**PROBLEM DESCRIPTION**
Copy out every one of the following records word for word, with nothing changed.

***** SUPPLIED DATA

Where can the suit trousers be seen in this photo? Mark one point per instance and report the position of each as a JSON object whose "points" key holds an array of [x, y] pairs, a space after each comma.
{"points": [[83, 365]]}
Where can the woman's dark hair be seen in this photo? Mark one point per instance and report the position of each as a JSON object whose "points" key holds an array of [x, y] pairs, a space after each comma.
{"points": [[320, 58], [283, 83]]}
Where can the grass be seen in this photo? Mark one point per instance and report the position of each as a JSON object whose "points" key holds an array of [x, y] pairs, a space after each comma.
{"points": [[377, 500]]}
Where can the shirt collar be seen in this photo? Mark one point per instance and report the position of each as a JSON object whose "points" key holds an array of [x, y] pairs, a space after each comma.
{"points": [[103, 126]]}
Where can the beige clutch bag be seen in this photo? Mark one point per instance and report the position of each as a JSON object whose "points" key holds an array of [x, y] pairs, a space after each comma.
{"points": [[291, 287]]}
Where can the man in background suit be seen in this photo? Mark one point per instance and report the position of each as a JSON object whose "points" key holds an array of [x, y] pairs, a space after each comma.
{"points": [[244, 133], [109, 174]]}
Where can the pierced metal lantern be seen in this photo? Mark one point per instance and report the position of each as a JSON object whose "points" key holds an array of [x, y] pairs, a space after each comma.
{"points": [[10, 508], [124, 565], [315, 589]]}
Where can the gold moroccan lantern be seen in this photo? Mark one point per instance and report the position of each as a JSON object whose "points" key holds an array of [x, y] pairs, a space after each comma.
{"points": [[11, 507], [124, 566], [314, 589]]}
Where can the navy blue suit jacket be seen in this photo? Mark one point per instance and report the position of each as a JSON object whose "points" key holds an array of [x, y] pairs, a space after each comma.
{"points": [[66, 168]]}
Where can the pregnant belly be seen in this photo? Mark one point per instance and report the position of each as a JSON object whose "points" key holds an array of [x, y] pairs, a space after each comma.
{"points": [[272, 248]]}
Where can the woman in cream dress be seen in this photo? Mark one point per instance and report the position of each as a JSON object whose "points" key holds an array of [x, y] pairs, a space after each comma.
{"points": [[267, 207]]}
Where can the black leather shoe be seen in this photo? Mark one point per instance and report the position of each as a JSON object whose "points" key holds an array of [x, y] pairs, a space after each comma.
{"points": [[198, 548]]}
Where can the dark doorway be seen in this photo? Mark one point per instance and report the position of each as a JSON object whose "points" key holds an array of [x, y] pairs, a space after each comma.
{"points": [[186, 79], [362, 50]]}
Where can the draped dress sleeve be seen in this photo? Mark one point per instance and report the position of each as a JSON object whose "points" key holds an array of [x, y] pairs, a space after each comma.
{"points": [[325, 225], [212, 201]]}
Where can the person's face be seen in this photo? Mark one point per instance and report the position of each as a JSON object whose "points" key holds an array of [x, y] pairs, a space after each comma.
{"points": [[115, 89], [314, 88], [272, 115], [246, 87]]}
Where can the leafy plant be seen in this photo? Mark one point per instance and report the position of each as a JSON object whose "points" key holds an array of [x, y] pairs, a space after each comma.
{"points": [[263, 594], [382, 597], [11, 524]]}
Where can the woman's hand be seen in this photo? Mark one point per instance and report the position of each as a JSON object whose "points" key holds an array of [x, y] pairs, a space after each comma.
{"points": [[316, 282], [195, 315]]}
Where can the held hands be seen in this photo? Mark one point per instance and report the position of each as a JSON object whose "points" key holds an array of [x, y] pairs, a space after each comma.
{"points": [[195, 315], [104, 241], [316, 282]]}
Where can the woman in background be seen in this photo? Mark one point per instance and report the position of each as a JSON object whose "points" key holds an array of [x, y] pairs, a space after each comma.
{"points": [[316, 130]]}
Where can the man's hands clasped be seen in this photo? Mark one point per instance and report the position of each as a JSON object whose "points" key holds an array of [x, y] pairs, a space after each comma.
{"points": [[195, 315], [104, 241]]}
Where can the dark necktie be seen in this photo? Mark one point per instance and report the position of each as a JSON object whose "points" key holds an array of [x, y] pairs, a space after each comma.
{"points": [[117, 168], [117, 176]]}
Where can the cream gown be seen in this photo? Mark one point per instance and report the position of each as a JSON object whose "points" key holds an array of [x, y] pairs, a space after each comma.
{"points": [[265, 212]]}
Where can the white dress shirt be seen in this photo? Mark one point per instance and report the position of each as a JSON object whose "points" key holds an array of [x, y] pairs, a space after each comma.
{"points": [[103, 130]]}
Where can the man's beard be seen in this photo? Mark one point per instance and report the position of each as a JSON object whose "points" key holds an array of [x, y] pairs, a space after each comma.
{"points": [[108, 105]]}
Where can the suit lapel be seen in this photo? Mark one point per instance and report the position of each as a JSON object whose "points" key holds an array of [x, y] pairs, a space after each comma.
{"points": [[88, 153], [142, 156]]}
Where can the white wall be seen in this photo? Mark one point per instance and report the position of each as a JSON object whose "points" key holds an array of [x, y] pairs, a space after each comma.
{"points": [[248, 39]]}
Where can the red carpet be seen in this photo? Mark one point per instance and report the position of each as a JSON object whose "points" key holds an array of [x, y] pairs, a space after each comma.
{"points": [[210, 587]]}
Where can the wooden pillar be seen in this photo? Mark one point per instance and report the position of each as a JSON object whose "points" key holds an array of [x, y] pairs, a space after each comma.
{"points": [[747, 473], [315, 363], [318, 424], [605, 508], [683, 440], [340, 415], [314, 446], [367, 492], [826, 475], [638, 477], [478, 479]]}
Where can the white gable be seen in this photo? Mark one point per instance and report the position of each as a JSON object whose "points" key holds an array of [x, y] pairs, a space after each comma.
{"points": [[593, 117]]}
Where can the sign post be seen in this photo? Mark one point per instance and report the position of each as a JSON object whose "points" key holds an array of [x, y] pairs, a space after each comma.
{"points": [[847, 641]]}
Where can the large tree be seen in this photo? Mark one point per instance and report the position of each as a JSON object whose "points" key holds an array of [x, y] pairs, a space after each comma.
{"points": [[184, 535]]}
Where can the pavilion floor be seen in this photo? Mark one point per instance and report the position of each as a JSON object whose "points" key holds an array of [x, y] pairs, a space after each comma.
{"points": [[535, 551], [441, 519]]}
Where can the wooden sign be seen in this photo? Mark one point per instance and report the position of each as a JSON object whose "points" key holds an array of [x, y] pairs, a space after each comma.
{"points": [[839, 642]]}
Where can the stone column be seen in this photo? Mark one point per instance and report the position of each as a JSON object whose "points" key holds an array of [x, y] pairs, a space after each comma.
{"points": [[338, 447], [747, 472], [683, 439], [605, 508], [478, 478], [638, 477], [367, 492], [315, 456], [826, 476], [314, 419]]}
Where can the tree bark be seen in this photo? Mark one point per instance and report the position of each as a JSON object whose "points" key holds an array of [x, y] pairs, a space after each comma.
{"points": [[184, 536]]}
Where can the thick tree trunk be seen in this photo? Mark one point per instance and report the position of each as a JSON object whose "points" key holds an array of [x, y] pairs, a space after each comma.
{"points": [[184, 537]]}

**********

**CORRECT RESPONSE**
Where can the suit trousers be seen in this photo? Mark one point per instance and report the position of each as a JSON object whose "points" key holds an array of [x, y] pairs, a space after each comma.
{"points": [[83, 365]]}
Where can the woman's dark hair be seen in this photo? Mark one point per instance and report the position of each as a JSON object whose "points" key holds an array of [x, y] pairs, a space after each comma.
{"points": [[320, 58], [283, 83]]}
Where can the grass be seen in this photo? Mark one point per instance and report the position of each as a JSON object whose "points" key holds an array of [x, y] pairs, a space after each comma.
{"points": [[377, 500]]}
Where can the shirt collar be seen in this photo? Mark one point per instance and report the position of each as a JSON object whose "points" key holds an array of [x, y] pairs, a space after each comma.
{"points": [[103, 126]]}
Where can the beige clutch bag be seen in this photo? Mark one point per instance and report the position of each as a JSON object whose "points" key holds an array of [x, y] pairs, a space after each comma.
{"points": [[291, 287]]}
Where can the man in background suit be seen in this photo? Mark one point per instance and report the position of each as a JSON object whose "points" key holds an array of [x, y] pairs, a space after each comma.
{"points": [[244, 133], [109, 174]]}
Where can the pierced metal lantern be seen in this photo? Mark one point per instance and report the position of each as a JSON object whose "points" key holds an array of [x, y] pairs, a space after each comma.
{"points": [[10, 508], [124, 565], [315, 589]]}
Where can the gold moroccan lantern be seen in this photo? Mark one point per instance and report the position of each as a JSON object whose "points" key holds an array of [x, y] pairs, a space after each comma.
{"points": [[11, 507], [124, 566], [314, 589]]}
Where can the navy blue suit jacket be seen in this photo? Mark one point per instance and report the position of each as a JSON object whose "points" key holds an array of [x, y] pairs, a space after each comma.
{"points": [[66, 168]]}
Where can the pregnant belly be seen in this photo? Mark one point per instance and report the position of each as a JSON object whose "points" key holds an array of [x, y] pairs, a space after each comma.
{"points": [[272, 248]]}
Where can the woman in cream dress be seen in this photo? Mark one point per instance and report the position of each as a JSON object whose "points" key holds an array of [x, y] pairs, a space after each comma.
{"points": [[267, 207]]}
Where can the black leather shoe be seen in this photo? Mark one point per instance and report the position of each as a JSON object whose "points" key holds an array of [x, y] pairs, a space after each comma.
{"points": [[198, 548]]}
Where can the dark doorway be seen in this photo? Mark one point per instance and report the position of each as a JSON object whose "points" key holds an array of [x, y] pairs, a space after each comma.
{"points": [[186, 79], [362, 50]]}
Where can the draped dress sleeve be seen in this photo? Mark one point per instance and report the position of each as a JSON object whose "points" key holds an array of [x, y] pairs, a space after each comma.
{"points": [[325, 225], [212, 201]]}
Where can the person's face be seen in this photo? Mark one point per instance and report the position of each as a JSON object whose "points" key holds an array of [x, y] pairs, a space after each comma.
{"points": [[115, 89], [314, 88], [272, 115], [246, 87]]}
Where can the leafy plant be seen in this photo? Mark one point per instance and report the position of each as a JSON object whose "points" key holds an array of [x, y] pairs, a space after each comma.
{"points": [[263, 594], [382, 597], [11, 524]]}
Where can the woman's hand be seen in this photo? Mark one point per instance and report the position of each as a JSON object whose "points" key holds an array of [x, y] pairs, a space after each comma.
{"points": [[316, 282], [195, 315]]}
Where can the held hands be seen in this photo? Mark one point per instance and report the position of each as a JSON object whose "points" key holds an array of [x, y] pairs, a space after each comma.
{"points": [[195, 315], [104, 241], [316, 282]]}
Where can the woman in background be seen in this photo? Mark one point per instance and report the position of each as a JSON object whose "points" key holds an array of [x, y] pairs, a space after each comma.
{"points": [[316, 130]]}
Where can the man's hands clasped be seen in this photo? Mark one point per instance and report the position of each as a JSON object whose "points" key holds an array of [x, y] pairs, a space after each comma.
{"points": [[195, 315], [104, 241]]}
Where can the dark necktie be seen in this photo? Mark one point per instance and report the position of each as a JSON object whose "points" key holds an array of [x, y] pairs, a space after each comma.
{"points": [[117, 168], [117, 176]]}
Where can the cream gown be seen in this photo? Mark one point per instance and report the position of each as a JSON object whose "points" key holds an array of [x, y] pairs, a space after each comma.
{"points": [[265, 212]]}
Where can the white dress shirt be seen in this photo? Mark one point per instance and report the position of each as a JSON object whose "points" key holds an array of [x, y] pairs, a space after each comma.
{"points": [[103, 130]]}
Where can the man's beard be seen in this photo? Mark one point per instance and report the position of each as a JSON object whose "points" key holds an array of [x, y] pairs, a space after each comma.
{"points": [[108, 105]]}
Where can the suit lapel be seen in this photo? Mark one point per instance and report the position of each as a JSON object whose "points" key holds an array of [x, y] pairs, a space after each comma.
{"points": [[88, 153], [142, 156]]}
Where can the white wall be seen in this photo? Mark one point per instance and report the position of each as a JSON object whose "points" key holds an array of [x, y] pairs, a space after each comma.
{"points": [[248, 39]]}
Where can the red carpet be seen in this photo? Mark one point per instance and report the position of each as a JSON object whose "points" key holds an array of [x, y] pairs, a space after each comma.
{"points": [[210, 587]]}
Where can the wooden pillar be seen in this photo? Mark one point per instance and report the position of each as a JSON object whose "points" key holds an array of [x, y] pairs, a space after each comma.
{"points": [[747, 473], [315, 363], [318, 424], [605, 508], [683, 440], [340, 415], [314, 446], [367, 492], [826, 475], [638, 477], [478, 479]]}
Where can the white gable be seen in this photo? Mark one point per instance and report the position of each as a JSON object whose "points" key holds an array of [x, y] pairs, a space after each comma.
{"points": [[593, 117]]}
Where can the sign post be seen in this photo? Mark one point per instance and report the position of each as a JSON object whose "points" key holds an array of [x, y] pairs, a space after each comma.
{"points": [[847, 641]]}
Where can the large tree be seen in this photo? Mark one point per instance and report the position of each as a JSON object whose "points" key holds an array of [x, y] pairs, a space after each comma.
{"points": [[184, 535]]}
Where can the pavilion floor be seen in this photo? Mark one point per instance and report the position of each as a JSON object whose "points" key holds an array of [x, y] pairs, a space after each comma.
{"points": [[535, 551], [441, 519]]}
Where can the wooden sign be seen in this photo? Mark one point per instance and report the position of each as a JSON object whose "points" key holds an array of [x, y] pairs, a space after each comma.
{"points": [[839, 642]]}
Where can the stone column be seen in this photo? Mark one point per instance and report the position of each as a JSON object whose "points" key holds an array of [x, y] pairs, a space after each comma.
{"points": [[338, 447], [747, 472], [683, 439], [605, 508], [478, 478], [638, 477], [367, 492], [315, 456], [826, 476], [314, 419]]}
Where can the tree bark be seen in this photo? Mark one point per instance and report the position of each as a JSON object whose "points" key holds an array of [x, y] pairs, a space after each comma.
{"points": [[184, 536]]}
Where can the thick tree trunk be seen in this photo? Mark one point per instance and report the position of each as a JSON object whose "points" key holds an array of [x, y] pairs, a space after each comma.
{"points": [[184, 537]]}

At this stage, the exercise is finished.